Text extract:
Managing and customizing sales playbooks in Saleo for enterprise teams

Sales playbooks always sound great in theory—until you try to actually use them. If you’re on an enterprise team, you know the drill: playbooks get out of date, reps ignore them, and customizing for your real-world sales process feels like a chore. If you’re wrestling with this in Saleo, this guide’s for you. We’ll walk through the nuts and bolts of managing and customizing playbooks that your team might actually use (and keep using).

Why bother customizing playbooks in Saleo?

First, a reality check: Saleo isn’t magic. It’s a tool—one that gives you a framework to organize sales plays, scripts, and resources all in one place. But if you just dump a bunch of generic stuff in there, reps will ignore it. Customizing playbooks in Saleo means:

  • Your team sees content that’s actually useful for your deals
  • You can update things fast as your process changes (which it will)
  • Sales leaders get visibility into what’s being used and what isn’t
  • You’re not paying for another shelfware platform

If you want to go beyond “we have a playbook somewhere,” you’ll need to roll up your sleeves and do some real organizing.


Step 1: Get your playbook house in order

Before you dive into Saleo, take a step back. What does your team actually need from a playbook? Most enterprise teams overcomplicate this. Here’s what usually matters:

  • Key sales stages and what needs to happen at each
  • Discovery questions that don’t make you sound like a robot
  • Objection handling that’s tailored to your real customers (not some Silicon Valley template)
  • Competitive talk tracks that are up to date
  • Links to resources—case studies, one-pagers, demo decks

Pro tip: Don’t try to document everything. Focus on the moments where deals actually get stuck.

What to skip: Don’t waste time on sections no one reads (“Our Company Mission”). Reps want what helps them close. The rest is fluff.


Step 2: Structure your playbooks in Saleo for actual use

Saleo lets you create, organize, and deploy playbooks, but it’s easy to create a mess if you’re not careful. Here’s how to set things up so reps can actually find and use what they need.

2.1: Map out your sales process (but keep it simple)

  • List your main sales stages as they really are—not what’s in some idealized funnel slide.
  • Under each stage, jot down the non-negotiables: actions, questions, resources.
  • If your team sells multiple products or to different segments, plan to split playbooks accordingly.

2.2: Decide on playbook granularity

  • One giant playbook: Easier to maintain, but can get unwieldy fast. Fine for small teams or simple sales.
  • Multiple focused playbooks: Better for complex teams (enterprise, SMB, different regions). Each playbook addresses a specific product, buyer, or scenario.

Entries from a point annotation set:
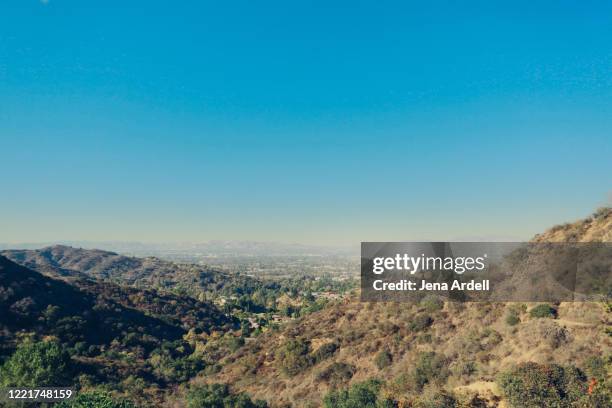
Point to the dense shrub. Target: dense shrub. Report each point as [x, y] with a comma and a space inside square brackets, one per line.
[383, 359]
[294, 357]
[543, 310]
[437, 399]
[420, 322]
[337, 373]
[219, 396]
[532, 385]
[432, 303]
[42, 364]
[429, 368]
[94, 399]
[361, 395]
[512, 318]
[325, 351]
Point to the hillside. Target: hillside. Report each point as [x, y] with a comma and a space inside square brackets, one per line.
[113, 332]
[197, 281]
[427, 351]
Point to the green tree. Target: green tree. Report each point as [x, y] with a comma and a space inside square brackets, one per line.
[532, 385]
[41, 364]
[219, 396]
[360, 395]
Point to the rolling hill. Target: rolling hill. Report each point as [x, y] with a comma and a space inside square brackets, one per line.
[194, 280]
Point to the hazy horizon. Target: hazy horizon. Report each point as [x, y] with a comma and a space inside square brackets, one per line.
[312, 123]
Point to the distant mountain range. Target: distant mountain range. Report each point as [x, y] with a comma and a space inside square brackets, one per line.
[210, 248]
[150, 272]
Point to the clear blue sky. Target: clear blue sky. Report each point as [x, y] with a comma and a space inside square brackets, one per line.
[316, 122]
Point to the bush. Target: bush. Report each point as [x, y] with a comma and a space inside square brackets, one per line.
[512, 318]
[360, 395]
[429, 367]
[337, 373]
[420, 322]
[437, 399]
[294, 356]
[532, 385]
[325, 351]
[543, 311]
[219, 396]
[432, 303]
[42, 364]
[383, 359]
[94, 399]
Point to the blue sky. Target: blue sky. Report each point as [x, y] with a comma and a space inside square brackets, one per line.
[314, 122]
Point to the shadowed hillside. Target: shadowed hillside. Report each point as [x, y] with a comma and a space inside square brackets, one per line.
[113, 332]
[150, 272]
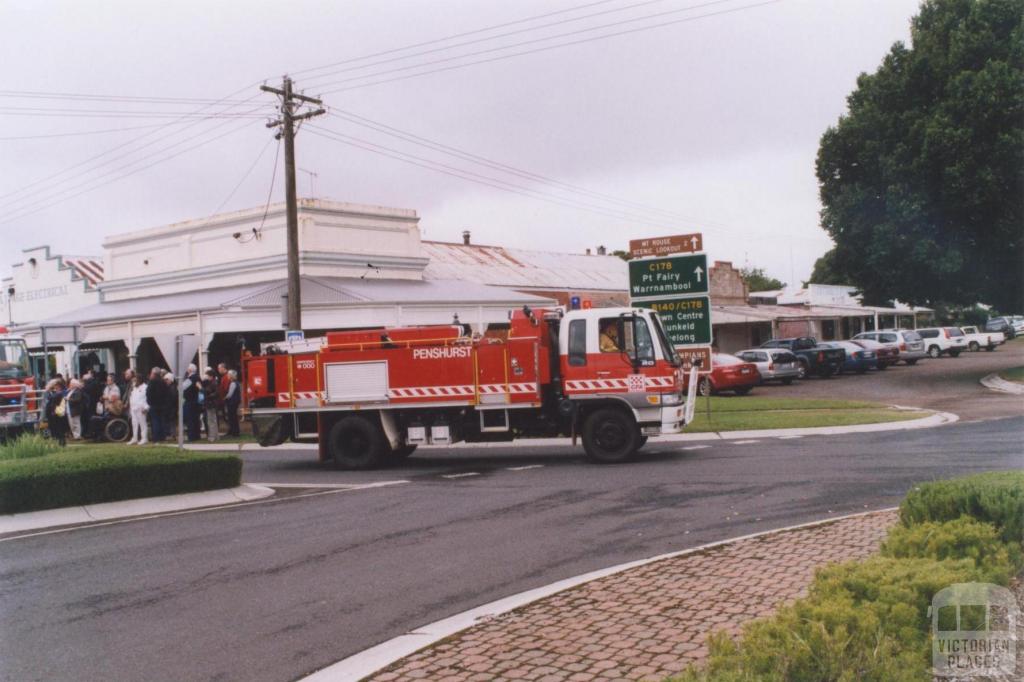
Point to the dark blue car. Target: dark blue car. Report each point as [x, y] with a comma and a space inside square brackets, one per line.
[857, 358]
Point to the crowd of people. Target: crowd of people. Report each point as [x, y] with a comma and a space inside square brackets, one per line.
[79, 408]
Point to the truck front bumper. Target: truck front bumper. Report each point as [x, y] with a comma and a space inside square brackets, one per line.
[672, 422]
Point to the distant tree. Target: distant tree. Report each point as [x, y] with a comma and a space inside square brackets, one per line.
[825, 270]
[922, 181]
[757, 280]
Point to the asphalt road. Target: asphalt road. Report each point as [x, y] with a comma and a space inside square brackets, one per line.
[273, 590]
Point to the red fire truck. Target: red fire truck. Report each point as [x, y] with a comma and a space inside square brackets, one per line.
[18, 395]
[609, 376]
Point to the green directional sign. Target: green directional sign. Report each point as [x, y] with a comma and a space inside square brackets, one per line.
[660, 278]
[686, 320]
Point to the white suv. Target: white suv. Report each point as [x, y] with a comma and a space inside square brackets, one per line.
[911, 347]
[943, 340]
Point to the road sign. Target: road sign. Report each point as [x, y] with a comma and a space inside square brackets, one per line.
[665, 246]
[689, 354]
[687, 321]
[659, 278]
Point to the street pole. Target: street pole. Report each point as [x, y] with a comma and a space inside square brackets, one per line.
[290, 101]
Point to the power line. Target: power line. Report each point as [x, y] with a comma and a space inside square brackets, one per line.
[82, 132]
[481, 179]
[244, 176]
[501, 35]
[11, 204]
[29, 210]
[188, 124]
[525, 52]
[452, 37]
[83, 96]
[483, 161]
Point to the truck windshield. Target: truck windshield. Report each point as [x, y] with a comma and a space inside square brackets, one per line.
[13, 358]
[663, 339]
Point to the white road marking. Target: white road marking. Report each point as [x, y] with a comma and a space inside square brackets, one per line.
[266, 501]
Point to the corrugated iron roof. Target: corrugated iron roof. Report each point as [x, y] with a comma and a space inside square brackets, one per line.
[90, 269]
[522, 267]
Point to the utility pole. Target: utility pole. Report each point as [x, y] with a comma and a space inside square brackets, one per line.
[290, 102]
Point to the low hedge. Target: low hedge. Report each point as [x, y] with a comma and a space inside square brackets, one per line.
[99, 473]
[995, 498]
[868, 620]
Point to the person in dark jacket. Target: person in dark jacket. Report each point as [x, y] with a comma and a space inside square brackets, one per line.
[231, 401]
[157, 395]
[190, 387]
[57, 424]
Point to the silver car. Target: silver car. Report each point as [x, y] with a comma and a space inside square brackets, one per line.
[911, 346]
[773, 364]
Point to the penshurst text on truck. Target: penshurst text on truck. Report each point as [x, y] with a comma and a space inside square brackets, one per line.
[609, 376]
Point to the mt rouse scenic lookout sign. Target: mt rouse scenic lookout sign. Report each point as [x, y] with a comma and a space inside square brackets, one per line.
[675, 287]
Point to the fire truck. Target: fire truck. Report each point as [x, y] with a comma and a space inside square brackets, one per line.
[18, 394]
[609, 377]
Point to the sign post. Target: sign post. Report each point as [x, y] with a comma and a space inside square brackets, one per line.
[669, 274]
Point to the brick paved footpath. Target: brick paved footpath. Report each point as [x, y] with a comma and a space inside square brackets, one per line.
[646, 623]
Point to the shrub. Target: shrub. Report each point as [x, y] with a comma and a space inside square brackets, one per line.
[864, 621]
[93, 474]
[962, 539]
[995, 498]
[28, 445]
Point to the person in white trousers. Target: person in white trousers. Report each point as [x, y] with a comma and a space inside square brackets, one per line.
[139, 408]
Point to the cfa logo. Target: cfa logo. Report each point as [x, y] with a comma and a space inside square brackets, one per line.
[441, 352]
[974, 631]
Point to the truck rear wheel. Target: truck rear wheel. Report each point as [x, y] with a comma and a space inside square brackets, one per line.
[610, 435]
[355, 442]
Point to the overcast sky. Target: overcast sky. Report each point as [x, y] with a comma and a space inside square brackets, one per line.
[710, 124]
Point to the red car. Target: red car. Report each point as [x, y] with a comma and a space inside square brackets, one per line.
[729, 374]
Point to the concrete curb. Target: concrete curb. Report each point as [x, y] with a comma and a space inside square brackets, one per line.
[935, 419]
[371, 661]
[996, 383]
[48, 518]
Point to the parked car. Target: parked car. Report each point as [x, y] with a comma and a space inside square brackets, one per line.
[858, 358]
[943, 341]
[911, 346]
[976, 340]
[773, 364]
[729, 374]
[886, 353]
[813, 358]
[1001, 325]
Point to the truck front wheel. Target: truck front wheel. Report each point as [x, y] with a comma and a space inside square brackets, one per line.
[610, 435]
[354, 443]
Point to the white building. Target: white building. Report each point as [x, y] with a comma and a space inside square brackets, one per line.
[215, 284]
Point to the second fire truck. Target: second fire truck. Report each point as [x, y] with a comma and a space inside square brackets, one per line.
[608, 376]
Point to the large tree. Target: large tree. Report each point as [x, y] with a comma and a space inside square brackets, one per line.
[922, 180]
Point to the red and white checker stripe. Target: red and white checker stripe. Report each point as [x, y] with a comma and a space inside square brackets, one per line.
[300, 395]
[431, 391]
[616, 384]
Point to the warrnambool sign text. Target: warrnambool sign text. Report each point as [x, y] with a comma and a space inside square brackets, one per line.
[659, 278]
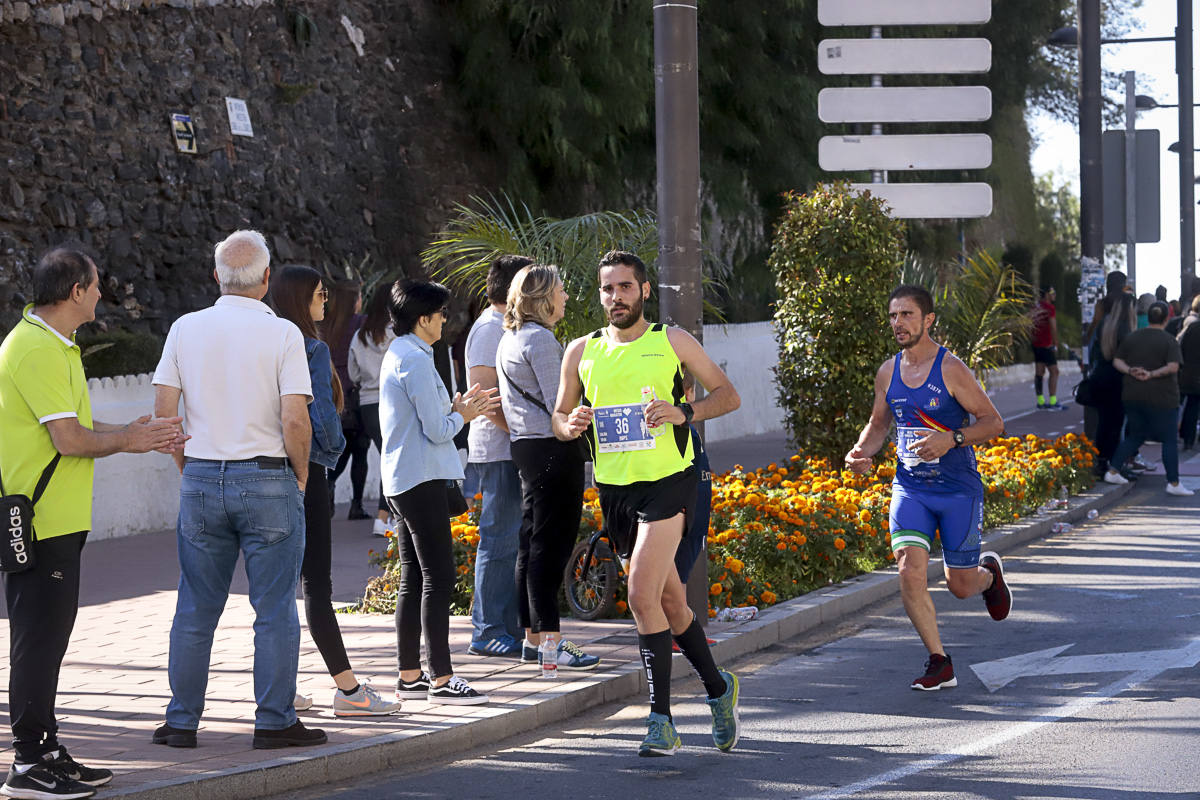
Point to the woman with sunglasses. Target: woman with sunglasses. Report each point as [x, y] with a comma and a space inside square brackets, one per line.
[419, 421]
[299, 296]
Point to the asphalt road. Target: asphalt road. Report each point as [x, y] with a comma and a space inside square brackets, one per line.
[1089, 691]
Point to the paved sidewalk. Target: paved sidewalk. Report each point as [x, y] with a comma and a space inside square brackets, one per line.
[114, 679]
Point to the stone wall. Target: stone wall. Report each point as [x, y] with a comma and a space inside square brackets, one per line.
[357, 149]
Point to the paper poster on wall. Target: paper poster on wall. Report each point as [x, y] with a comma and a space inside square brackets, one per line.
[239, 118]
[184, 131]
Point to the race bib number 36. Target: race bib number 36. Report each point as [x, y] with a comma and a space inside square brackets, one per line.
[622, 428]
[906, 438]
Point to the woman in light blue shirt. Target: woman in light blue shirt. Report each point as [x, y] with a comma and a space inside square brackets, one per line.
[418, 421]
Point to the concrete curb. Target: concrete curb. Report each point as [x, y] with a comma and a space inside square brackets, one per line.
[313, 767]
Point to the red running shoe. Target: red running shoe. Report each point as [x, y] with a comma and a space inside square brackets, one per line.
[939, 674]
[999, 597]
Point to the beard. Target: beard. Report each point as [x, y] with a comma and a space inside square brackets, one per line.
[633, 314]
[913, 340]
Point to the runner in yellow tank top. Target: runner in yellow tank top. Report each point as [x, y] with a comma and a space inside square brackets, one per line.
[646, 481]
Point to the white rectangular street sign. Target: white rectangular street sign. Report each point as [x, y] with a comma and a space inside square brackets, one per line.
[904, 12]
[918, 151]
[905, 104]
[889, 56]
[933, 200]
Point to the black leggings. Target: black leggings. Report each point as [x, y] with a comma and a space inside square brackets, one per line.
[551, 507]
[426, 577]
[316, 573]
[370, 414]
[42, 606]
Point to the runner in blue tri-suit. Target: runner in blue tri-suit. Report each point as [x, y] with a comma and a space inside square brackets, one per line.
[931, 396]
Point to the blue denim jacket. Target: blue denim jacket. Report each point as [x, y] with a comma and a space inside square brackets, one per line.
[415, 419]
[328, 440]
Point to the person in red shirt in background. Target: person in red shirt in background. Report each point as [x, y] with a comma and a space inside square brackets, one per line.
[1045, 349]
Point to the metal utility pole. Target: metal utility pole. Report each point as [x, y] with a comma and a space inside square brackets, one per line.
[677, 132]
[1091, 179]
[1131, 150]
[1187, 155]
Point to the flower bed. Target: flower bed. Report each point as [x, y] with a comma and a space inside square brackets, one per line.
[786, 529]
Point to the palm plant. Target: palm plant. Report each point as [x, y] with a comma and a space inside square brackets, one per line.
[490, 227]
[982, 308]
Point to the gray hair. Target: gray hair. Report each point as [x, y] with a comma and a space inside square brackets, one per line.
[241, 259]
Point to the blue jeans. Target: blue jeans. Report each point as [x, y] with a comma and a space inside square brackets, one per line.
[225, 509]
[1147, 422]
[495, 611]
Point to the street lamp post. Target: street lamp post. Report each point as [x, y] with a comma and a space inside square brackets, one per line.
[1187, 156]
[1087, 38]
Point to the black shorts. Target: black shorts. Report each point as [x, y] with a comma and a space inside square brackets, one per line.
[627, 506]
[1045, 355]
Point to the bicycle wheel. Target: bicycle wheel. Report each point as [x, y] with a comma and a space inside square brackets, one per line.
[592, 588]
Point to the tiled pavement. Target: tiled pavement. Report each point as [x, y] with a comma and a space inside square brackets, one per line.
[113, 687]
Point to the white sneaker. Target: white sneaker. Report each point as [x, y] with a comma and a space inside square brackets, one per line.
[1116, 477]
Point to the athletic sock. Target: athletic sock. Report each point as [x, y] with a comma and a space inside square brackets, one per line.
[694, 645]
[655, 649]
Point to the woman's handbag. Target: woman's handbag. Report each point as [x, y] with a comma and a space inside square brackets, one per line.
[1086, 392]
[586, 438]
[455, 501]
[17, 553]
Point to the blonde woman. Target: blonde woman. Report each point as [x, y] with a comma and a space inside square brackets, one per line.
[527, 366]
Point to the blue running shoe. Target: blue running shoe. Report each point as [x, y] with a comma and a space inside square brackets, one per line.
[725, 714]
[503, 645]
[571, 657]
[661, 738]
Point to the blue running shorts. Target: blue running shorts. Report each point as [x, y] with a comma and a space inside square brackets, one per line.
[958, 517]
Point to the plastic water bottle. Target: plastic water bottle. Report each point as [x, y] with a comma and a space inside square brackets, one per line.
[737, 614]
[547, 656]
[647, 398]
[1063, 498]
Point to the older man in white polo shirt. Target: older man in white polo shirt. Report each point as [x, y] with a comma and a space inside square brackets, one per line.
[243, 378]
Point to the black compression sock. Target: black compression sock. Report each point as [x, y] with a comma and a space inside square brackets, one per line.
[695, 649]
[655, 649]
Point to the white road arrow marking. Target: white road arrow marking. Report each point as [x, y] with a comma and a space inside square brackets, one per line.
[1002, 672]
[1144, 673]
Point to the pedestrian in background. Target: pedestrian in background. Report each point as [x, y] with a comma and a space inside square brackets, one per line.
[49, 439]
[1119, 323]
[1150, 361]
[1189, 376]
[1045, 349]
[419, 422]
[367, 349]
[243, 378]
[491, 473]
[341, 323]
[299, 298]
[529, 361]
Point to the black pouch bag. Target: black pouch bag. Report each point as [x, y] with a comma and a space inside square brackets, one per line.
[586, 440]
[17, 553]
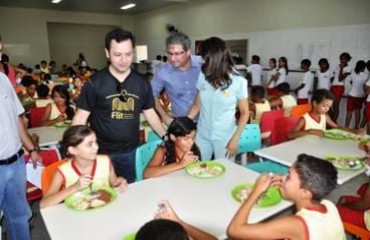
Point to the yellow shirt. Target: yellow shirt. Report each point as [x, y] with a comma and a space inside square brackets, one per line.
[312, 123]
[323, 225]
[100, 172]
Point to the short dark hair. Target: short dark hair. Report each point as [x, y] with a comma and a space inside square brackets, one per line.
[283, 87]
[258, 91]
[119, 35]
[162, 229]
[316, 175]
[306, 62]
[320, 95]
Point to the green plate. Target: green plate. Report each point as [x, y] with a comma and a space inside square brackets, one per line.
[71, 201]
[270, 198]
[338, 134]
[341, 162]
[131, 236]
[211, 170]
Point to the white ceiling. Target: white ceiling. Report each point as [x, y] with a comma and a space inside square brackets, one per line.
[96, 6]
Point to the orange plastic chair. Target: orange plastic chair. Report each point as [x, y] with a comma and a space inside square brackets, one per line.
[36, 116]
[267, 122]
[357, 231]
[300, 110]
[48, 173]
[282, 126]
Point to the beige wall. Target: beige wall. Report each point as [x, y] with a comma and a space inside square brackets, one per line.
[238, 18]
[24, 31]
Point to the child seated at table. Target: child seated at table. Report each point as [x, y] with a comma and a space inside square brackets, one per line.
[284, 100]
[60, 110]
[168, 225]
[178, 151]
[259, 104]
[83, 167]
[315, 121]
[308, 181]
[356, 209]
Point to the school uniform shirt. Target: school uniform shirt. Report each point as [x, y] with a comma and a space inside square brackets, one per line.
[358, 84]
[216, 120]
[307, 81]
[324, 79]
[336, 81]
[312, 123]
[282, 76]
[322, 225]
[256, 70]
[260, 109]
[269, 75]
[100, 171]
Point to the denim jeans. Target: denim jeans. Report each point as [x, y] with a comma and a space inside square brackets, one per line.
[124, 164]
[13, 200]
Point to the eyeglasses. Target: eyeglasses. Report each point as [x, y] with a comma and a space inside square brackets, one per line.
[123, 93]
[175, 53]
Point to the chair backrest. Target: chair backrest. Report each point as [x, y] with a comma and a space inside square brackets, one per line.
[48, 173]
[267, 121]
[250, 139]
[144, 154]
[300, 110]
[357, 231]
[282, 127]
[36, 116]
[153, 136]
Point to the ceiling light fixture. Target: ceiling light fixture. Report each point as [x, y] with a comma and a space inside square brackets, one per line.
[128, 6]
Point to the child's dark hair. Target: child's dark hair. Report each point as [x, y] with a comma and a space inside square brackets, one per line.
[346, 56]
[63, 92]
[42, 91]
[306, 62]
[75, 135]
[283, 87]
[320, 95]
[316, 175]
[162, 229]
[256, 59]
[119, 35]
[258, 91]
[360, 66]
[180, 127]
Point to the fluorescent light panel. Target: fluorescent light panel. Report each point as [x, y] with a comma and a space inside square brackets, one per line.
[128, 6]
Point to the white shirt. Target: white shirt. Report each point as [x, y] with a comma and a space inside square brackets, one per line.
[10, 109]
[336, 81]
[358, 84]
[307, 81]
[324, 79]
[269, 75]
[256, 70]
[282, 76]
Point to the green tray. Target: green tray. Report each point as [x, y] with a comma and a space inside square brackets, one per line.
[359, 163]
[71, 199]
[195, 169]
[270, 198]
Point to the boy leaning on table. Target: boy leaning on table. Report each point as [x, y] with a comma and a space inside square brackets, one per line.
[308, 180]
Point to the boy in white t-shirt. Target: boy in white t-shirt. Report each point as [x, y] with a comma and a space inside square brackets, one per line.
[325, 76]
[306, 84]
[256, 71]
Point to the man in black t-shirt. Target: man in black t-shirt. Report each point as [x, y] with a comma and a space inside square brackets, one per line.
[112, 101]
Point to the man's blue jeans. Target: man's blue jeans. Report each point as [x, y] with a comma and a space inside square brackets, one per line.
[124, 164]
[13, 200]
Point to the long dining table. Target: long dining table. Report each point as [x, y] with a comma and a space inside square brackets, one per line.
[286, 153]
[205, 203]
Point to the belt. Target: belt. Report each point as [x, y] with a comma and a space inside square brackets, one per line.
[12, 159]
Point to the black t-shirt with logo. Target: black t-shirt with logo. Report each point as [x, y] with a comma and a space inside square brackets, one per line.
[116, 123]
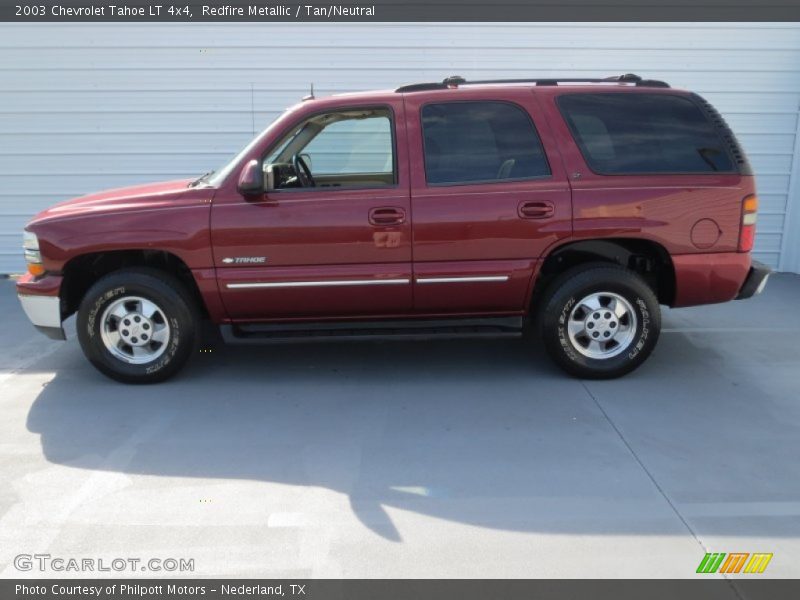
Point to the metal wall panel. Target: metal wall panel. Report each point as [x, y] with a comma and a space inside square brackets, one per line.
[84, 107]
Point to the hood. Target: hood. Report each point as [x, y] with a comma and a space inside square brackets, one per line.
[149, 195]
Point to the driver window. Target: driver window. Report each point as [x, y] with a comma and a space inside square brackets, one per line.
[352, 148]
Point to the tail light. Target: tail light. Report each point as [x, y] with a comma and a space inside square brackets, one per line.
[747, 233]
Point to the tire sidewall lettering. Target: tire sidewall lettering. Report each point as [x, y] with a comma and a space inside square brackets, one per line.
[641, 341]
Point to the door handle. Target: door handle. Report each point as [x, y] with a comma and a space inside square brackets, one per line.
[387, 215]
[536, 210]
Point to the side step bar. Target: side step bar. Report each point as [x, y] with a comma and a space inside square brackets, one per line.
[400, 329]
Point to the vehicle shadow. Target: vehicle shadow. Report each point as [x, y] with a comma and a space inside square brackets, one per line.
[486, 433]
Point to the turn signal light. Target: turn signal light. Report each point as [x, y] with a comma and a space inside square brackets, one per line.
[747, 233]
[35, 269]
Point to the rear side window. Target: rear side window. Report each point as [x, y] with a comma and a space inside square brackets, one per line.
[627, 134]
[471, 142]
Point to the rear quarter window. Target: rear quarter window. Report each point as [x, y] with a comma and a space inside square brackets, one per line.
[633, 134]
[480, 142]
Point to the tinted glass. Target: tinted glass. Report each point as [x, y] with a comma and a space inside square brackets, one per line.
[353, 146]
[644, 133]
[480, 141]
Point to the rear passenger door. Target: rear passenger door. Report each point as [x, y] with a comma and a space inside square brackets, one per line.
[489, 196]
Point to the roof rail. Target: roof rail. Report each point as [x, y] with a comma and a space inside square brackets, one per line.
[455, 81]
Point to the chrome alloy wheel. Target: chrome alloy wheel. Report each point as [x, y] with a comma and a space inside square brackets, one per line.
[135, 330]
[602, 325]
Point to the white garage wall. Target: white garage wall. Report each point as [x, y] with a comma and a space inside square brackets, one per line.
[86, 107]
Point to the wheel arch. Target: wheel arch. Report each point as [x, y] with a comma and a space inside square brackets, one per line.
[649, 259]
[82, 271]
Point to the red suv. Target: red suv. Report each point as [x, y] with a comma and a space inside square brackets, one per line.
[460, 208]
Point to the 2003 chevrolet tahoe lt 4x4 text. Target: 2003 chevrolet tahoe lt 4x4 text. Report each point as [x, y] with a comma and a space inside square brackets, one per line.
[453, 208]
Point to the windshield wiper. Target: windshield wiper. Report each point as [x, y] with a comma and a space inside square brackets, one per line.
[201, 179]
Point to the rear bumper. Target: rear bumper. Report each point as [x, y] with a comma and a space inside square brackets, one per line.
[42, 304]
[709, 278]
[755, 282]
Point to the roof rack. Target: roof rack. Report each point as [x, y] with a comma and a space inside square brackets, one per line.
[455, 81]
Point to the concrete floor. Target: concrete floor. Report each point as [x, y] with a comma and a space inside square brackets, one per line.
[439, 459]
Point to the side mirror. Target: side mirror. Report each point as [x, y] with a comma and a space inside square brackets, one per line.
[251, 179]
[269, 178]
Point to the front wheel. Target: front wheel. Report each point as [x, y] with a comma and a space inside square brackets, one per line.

Problem:
Resume the guide on customizing sales playbooks in Saleo, picking up right after its final sentence and keeping its tone and structure.

Exercise response:
Pro tip: Don’t over-segment. Start broader, then split if reps ask for it.

2.3: Set up your folder and tagging system

Saleo lets you organize playbooks in folders and tag them. Use this for:

  • Products: “Platform,” “Add-ons,” etc.
  • Buyer types: “IT,” “Finance,” “Operations”
  • Stages: “Discovery,” “Negotiation,” etc.

Keep the folder structure shallow—no one likes clicking through five layers to find a battlecard.


Step 3: Build playbooks that don’t suck

This is where most playbooks go off the rails. Here’s how to build content in Saleo that’s actually useful:

3.1: Make every section actionable

  • Write in plain English. “Ask about their renewal process” beats “Conduct a comprehensive requirements analysis.”
  • Use checklists or bullet points. No blocks of text.
  • Link out to supporting docs instead of pasting them in.

3.2: Use templates (but don’t overdo it)

Saleo lets you use templates for common plays (e.g., discovery, demo, objection handling). Start with these, then customize for your real-world scenarios.

  • Replace generic language.
  • Add context from your own deals.
  • Ignore any template section that isn’t relevant.

3.3: Keep resources current

  • Link to a living folder (e.g., Google Drive, SharePoint) rather than uploading the same PDF five times.
  • Set reminders (monthly or quarterly) to review and prune outdated content.

Watch out for: “Zombie” resources—old case studies, expired pricing sheets, or competitor info that’s way out of date. Nothing kills trust like a rep quoting last year’s pricing.


Step 4: Roll out playbooks to your team

You’ve got your playbooks set up in Saleo—now what? If you just dump the link in Slack and call it a day, usage will tank. Here’s what actually works for enterprise teams:

4.1: Start small, then expand

  • Pilot with a few reps or managers who actually care about process.
  • Get feedback: what’s missing? What’s too complicated?
  • Tweak the playbooks before rolling out to everyone.

4.2: Bake playbooks into your workflow

  • Integrate Saleo with your CRM (if possible), so playbooks show up where reps already work.
  • Show how to pull up the right playbook mid-call or before meetings.
  • Make it a habit: “Before every discovery call, open the Discovery Playbook.”

4.3: Train, but don’t overtrain

  • Quick screen shares beat long, boring training sessions.
  • Record a 5-minute video walking through the playbooks.
  • Encourage managers to refer to playbooks during pipeline reviews.

What to ignore: Forcing reps to read every word. Most will scan—design for that.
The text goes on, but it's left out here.